◆ **What to do**
Transcribe each record exactly. Omit the pictures.

◆ **Provided material**

++++++++

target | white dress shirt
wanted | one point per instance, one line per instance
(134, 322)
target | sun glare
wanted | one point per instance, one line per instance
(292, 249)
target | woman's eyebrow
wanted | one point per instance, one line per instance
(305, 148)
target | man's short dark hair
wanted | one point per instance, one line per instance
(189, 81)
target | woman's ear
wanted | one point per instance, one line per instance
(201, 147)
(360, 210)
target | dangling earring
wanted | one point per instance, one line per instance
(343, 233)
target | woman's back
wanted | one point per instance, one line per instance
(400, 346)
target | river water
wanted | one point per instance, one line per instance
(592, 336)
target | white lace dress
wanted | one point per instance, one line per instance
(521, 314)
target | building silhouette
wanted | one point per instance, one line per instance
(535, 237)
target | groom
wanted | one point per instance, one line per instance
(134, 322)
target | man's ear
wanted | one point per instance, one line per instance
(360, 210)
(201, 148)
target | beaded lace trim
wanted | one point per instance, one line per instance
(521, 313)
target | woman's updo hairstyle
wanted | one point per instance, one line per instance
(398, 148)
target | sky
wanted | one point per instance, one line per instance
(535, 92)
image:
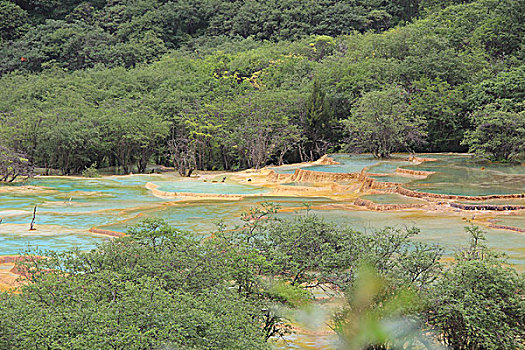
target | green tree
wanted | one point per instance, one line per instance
(381, 123)
(479, 304)
(497, 135)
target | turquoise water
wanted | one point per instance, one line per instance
(447, 230)
(454, 174)
(68, 208)
(208, 187)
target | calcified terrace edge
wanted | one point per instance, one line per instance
(348, 187)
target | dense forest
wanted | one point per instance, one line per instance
(210, 84)
(132, 85)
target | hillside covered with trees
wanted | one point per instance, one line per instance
(238, 84)
(132, 85)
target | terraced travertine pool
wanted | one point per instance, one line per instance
(67, 208)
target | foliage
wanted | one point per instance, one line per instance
(154, 288)
(381, 123)
(197, 84)
(498, 135)
(13, 165)
(478, 303)
(91, 171)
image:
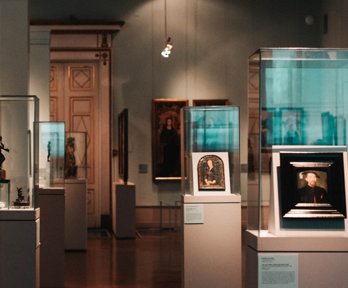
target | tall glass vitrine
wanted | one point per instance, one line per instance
(210, 150)
(297, 98)
(18, 152)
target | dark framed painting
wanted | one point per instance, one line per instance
(210, 102)
(166, 133)
(312, 185)
(123, 145)
(210, 171)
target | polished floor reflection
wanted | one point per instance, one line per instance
(151, 260)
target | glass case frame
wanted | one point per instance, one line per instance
(296, 96)
(75, 155)
(19, 160)
(211, 138)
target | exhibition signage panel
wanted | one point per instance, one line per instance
(277, 270)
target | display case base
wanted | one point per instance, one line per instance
(310, 261)
(212, 241)
(20, 248)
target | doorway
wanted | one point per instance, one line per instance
(80, 96)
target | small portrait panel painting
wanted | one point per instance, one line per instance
(312, 187)
(211, 175)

++++++++

◆ **Output**
target | white dress shirt
wanted | one point per instance, one line per instance
(134, 322)
target | sun glare
wanted | one point per instance, one line per instance
(292, 249)
target | woman's eyebrow
wanted | one point per instance, one line per instance
(305, 148)
target | man's short dark hair
wanted | one point per instance, one line per instance
(189, 81)
target | woman's ear
wanted | one point per instance, one line per instance
(201, 147)
(360, 210)
target | dangling earring
wanted | one point per instance, one line per instance
(343, 233)
target | woman's back
wanted | one point per instance, one line per instance
(400, 346)
target | river water
wanted | one point per instance, one line per instance
(592, 336)
target | white lace dress
wanted | one point per instance, one line per instance
(521, 314)
target | building silhouette
wanted | one point per instance, one line per instance
(535, 237)
target | groom
wanted | one point per instance, one line per instance
(134, 322)
target | man's ear
wanted | one point per instance, one line per instance
(360, 210)
(201, 148)
target | beaded lace trim
wanted | one point per instance, one line per instance
(521, 313)
target | woman's updo hairstyle
wanted | one point per instance, one line per instance
(398, 148)
target | sky
wanted | one point per instance, one line per instance
(535, 92)
image:
target | green tree
wanted | one point per instance, one line per instance
(381, 123)
(479, 304)
(497, 135)
target | turquoise water
wanted | one point per instance, one line per instance
(447, 230)
(454, 174)
(68, 208)
(208, 187)
target | calcified terrace edge
wanted | one point per instance, one line per instance
(348, 187)
target | dense forest
wanted | one point per instance, one line per instance
(210, 84)
(132, 85)
target | hillside covered with trees
wanted | one point per instance, one line per instance
(238, 84)
(132, 85)
target | terraced travertine pool
wanted | one point per instance, one line per instance
(67, 208)
target | foliage
wanted | one point per instance, one line per instance
(154, 288)
(381, 123)
(197, 84)
(498, 135)
(13, 165)
(478, 303)
(91, 171)
image:
target | tall glass vitrine
wanted | one point per instance, one line per instance
(210, 150)
(297, 98)
(18, 152)
target | dark framed painting
wanted | one point per instance, one line per instance
(210, 102)
(166, 133)
(312, 185)
(123, 145)
(210, 171)
target | polished floor reflection
wanted | one point per instance, one line per instance
(151, 260)
target | glass case frame
wanted | one point per instance, one line per instance
(296, 96)
(75, 155)
(19, 160)
(211, 138)
target | exhibition signage panel
wanted | one point per instance, one line per instance
(277, 270)
target | display case base
wanted | one point per instance, one line per instance
(310, 261)
(212, 241)
(20, 248)
target | doorway
wanted | one point per instance, one line per instance
(80, 96)
target | small portrait panel painting
wanted | one point per instance, one line per instance
(312, 187)
(211, 175)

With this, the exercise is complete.